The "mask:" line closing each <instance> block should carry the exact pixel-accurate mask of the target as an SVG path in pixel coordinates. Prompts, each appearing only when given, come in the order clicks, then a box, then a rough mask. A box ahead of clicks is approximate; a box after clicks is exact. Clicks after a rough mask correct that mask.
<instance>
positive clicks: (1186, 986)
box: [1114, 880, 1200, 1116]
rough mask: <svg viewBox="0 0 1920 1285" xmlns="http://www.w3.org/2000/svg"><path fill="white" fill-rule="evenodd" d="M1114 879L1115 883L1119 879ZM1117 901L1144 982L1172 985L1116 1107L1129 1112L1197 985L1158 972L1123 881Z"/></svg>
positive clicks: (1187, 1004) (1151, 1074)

++++++

(The problem):
Convert the data above into a numbered list with one line per item, leaving out any blank lines.

(Task answer):
1. The "mask:" line closing each <instance> block should carry the exact pixel-accurate mask of the target as an SVG path in pixel coordinates. Prompts, each appearing only when given, come in the order clicks, then a box, then a rough mask. A box ahead of clicks is approximate; a box after clicks is exact. Clicks after a rough mask correct that mask.
2. <instance>
3. positive clicks: (1186, 986)
4. box: [1114, 880, 1200, 1116]
5. rough mask: <svg viewBox="0 0 1920 1285" xmlns="http://www.w3.org/2000/svg"><path fill="white" fill-rule="evenodd" d="M1114 879L1115 883L1119 879ZM1117 901L1144 982L1172 985L1116 1107L1129 1112L1197 985L1158 972L1123 881Z"/></svg>
6. positive clicks: (1187, 1004) (1151, 1074)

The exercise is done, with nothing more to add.